### QUOTED TEXT
>>

Mostly, perfection is elusive, unattainable. And yet, every society, every culture has something that is, simply, perfect.
Buildings, bridges, monuments, pieces of art, a song, a book, an athlete, a sportswoman or sportsman, a performance, an inning and, sometimes, a movie.
Based on Imtiaz Ali Taj’s 1922 play about the fictional love story of Salim and Anarkali, K. Asif’s Mughal-e-Azam — whose shooting first began in 1946, with Nargis as Anarkali and D.K. Sapru playing Salim, but released finally in 1960 with Dilip Kumar, Madhubala and Prithviraj Kapoor — is one such piece of perfection.
Feroz Abbas Khan, the first artistic director of Mumbai’s Prithvi Theatre and a veteran director with several plays to his credit, including Tumhari Amrita, admits as much. “Mughal-e-Azam, from the play to the script to the screenplay is a piece of literature. The script of Mughal-e-Azam is pitch perfect… It’s one film where everything is perfect. The acting, the screenplay, the dialogue, the music, the lyrics, the performances… And it has a dream cast — you can’t get a cast like that… Madhubala ko dekhiye, aur khatam uske pyaar mein… Mughal-e-Azam ek bahut badi cheez hai,” he says.
And yet, Khan dared to touch this piece of perfection, this sacrosanct icon.
In 2004, Khan was watching the colour version of Mughal-e-Azam when he had an audacious thought: It’s structured like a play and can be staged. But then there were other thoughts. “Sheesh Mahal kahan se aayega?”
It was something he wanted to do, but it didn’t seem possible. It needed a financier with deep pockets and deeper love for Mughal-e-Azam, a stage large enough, skilled production and lighting designers… And, yes, there was also a sense of what a gustakhi it would still be.
“You can do things which, agar nahin bhi theek hua toh log aapko muaf kar denge. Isme toh muafi ki koi gunjayesh hi nahin hai. Sazaye maut!” says Khan.
So for years, the idea of staging Mughal-e-Azam stayed in some corner of his head, circling around his restless to do a huge production, till a casual discussion at Mumbai’s NCPA sometime last year took him to Shapoorji Pallonji, the producers of the film who owned the rights.
The NCPA was keen to host it and Shapoorji Pallonji, the business conglomerate, keen to finance it. And both wanted a “big production”.
The sense of what a gustakhi it was now became a motivator.
“Gustakhi nahin… bewakoofi. Dekhiye aisa hai, ke aapki jo imagination hai, uska size chota kyun hona chahiye? Usmein toh koi paise lagte nahin hain? You have to aspire to be the biggest, the best, and then, somewhere between reality and utopia, you may get to the point of possibility… For me, unless I feel that this is going to go to a point that it could be the biggest disaster, unless I feel that it is something that is really challenging me, toh maza nahin aata mujhe.”
The challenge was to recreate the magic of Madhubala-Dilip Kumar romance, the high drama of a kaneez challenging Akbar the Great in bhari sabha, to pull off in two-and-a-half months of rehearsals what K. Asif had taken 14 years to do.
How do you do that, even if you find the same white ostrich feather and can play the recording of Bade Ghulam Ali Khan sahab? And are lucky enough to find an art designer who can simulate the heady dazzle of Sheesh Mahal which, in the original, required the headlights of 500 trucks?

<<

### SUPPLIED DATA

>>

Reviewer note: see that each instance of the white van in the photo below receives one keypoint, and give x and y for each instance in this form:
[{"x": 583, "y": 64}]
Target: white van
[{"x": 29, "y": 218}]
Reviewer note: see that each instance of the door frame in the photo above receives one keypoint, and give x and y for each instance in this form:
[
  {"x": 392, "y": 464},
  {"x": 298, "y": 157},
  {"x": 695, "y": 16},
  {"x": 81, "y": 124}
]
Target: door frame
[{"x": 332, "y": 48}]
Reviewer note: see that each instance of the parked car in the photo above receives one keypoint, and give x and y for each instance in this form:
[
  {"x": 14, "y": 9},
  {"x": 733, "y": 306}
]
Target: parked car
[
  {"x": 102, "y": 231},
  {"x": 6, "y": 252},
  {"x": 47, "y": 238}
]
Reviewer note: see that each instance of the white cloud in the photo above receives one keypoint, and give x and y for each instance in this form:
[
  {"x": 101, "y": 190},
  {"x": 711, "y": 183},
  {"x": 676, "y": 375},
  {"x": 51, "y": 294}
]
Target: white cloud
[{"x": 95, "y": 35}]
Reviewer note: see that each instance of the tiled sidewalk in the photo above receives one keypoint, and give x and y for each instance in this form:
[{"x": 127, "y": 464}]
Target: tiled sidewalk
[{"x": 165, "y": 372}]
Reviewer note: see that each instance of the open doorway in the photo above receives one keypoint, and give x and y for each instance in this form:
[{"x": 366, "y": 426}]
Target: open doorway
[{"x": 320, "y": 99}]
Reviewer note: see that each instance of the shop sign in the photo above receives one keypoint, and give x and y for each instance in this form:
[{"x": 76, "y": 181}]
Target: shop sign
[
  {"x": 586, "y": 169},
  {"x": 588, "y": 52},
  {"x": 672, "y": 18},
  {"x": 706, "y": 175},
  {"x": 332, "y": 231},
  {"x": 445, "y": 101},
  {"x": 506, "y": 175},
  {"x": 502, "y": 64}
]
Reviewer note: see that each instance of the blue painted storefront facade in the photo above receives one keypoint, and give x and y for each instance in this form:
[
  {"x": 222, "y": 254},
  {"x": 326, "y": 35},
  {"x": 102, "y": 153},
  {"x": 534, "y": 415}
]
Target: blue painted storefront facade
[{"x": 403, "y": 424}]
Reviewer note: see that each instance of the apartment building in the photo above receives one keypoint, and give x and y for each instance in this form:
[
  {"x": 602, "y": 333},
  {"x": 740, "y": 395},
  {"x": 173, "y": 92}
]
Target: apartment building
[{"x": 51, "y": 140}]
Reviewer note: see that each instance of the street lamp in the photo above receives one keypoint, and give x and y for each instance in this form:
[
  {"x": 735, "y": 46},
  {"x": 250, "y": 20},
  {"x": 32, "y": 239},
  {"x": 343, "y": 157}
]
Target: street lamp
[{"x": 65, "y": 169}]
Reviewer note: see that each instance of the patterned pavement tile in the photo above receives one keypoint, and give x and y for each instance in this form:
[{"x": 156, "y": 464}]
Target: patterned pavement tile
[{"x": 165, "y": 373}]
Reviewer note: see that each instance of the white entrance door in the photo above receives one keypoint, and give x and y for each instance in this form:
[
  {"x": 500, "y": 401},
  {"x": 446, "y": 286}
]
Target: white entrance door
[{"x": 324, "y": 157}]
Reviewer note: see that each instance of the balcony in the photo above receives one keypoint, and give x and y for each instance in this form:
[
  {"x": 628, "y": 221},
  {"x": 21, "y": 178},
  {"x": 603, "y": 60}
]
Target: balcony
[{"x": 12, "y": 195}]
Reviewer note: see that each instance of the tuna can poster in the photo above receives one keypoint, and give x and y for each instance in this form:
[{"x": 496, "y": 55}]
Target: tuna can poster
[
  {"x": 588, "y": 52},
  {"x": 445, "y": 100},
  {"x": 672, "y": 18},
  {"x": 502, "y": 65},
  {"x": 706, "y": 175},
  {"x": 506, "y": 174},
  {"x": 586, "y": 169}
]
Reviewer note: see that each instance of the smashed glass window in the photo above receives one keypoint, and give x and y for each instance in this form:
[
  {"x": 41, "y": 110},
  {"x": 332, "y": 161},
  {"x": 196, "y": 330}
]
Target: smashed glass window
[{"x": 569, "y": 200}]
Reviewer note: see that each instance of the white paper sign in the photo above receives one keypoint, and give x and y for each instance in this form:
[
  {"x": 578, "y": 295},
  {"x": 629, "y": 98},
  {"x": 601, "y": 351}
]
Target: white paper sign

<<

### REQUIRED TASK 1
Reproduce the passage of the Mughal-e-Azam article that begins at the words "In 2004, Khan" and ends after the words "would still be.".
### REQUIRED TASK 2
Rewrite the rows that begin at the line containing "Reviewer note: see that each instance of the tuna" and run through the last row, changing "tuna can poster" to "canned fish poster" and keeping everything else the same. Give only those rows.
The Mughal-e-Azam article and the rows are unrelated to each other.

### FULL SOLUTION 1
In 2004, Khan was watching the colour version of Mughal-e-Azam when he had an audacious thought: It’s structured like a play and can be staged. But then there were other thoughts. “Sheesh Mahal kahan se aayega?”
It was something he wanted to do, but it didn’t seem possible. It needed a financier with deep pockets and deeper love for Mughal-e-Azam, a stage large enough, skilled production and lighting designers… And, yes, there was also a sense of what a gustakhi it would still be.

### FULL SOLUTION 2
Reviewer note: see that each instance of the canned fish poster in the photo above receives one keypoint, and give x and y for each instance in this form:
[{"x": 496, "y": 55}]
Target: canned fish poster
[
  {"x": 588, "y": 52},
  {"x": 445, "y": 100},
  {"x": 672, "y": 18},
  {"x": 502, "y": 65},
  {"x": 706, "y": 175},
  {"x": 506, "y": 174},
  {"x": 586, "y": 169}
]
Reviewer note: see that each instance of the smashed glass window in the photo above receives one keypoint, and give x and y for each instance in this form:
[
  {"x": 41, "y": 110},
  {"x": 332, "y": 161},
  {"x": 196, "y": 330}
]
Target: smashed glass window
[{"x": 569, "y": 200}]
Reviewer note: see that each instance of the white paper sign in the photo above receives one keypoint, and give x and y for each instance in this form:
[
  {"x": 578, "y": 295},
  {"x": 629, "y": 98},
  {"x": 601, "y": 351}
]
Target: white paper sign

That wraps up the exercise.